PROVIDED RECORDS.
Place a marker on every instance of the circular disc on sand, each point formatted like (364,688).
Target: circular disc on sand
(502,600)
==
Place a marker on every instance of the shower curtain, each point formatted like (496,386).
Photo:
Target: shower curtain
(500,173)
* * *
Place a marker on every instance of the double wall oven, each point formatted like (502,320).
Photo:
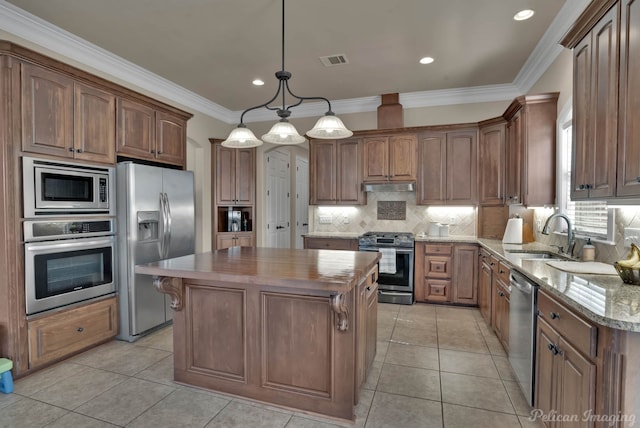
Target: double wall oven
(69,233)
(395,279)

TASK TO COMPLETE. The count of lines above that contain "point" is all that should be given.

RESPONSE TO THIS TASK. 3